### [PROBLEM REQUIREMENTS]
Look through the entries for the string "wall", and copy each line that holds it.

### [RECORDS SHOWN]
*** Begin section ***

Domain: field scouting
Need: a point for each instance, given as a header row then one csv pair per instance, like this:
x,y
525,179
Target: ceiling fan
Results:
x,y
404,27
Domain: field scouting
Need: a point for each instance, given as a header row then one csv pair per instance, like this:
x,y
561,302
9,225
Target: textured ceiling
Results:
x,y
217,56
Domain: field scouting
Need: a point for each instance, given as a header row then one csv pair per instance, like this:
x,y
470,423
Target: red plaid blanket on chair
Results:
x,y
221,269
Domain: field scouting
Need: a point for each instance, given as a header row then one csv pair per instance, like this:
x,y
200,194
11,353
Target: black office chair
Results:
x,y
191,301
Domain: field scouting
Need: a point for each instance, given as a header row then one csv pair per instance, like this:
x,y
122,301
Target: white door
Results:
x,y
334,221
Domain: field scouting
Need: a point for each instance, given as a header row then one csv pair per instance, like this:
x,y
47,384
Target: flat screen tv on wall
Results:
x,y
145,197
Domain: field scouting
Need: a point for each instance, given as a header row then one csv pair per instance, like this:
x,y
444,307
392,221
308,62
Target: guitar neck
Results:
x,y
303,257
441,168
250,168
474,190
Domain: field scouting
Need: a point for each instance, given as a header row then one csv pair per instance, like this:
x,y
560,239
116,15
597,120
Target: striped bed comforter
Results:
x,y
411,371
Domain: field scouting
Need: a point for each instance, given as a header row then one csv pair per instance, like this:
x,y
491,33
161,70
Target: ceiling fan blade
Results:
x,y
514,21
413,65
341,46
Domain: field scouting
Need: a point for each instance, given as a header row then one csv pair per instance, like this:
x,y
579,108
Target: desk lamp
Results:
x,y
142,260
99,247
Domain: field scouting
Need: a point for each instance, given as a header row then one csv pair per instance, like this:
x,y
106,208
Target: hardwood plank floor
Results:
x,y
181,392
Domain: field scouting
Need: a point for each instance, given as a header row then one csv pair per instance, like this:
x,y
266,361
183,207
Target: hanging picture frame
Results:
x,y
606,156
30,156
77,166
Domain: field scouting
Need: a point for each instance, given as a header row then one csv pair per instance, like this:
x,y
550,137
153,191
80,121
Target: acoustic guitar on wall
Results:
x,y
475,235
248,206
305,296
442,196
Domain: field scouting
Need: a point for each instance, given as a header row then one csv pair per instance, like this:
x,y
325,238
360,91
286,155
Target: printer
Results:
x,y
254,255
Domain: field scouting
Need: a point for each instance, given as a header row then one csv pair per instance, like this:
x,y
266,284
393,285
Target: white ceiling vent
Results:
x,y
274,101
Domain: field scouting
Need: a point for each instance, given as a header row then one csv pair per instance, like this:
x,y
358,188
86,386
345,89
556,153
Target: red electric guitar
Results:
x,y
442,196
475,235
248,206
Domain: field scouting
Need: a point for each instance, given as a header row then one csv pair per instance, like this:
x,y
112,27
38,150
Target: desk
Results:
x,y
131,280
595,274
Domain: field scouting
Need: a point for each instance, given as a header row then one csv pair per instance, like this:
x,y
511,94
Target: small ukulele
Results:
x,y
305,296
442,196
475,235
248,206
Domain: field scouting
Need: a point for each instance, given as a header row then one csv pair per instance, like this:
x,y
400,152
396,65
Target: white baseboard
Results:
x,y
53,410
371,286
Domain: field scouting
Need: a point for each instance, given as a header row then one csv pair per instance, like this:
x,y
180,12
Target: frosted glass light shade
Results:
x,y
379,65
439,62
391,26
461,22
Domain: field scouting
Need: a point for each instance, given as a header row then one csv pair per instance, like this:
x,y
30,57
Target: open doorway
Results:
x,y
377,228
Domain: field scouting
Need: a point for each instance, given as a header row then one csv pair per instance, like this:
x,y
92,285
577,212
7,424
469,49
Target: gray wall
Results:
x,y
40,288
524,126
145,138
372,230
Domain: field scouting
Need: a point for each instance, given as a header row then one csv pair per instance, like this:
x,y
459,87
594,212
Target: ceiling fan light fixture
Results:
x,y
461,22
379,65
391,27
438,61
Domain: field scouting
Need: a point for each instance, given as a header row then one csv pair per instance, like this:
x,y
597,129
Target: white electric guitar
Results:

*** End section ***

### [TASK SOLUTION]
Target: flat screen tv on wall
Target: acoustic guitar on wall
Target: gray wall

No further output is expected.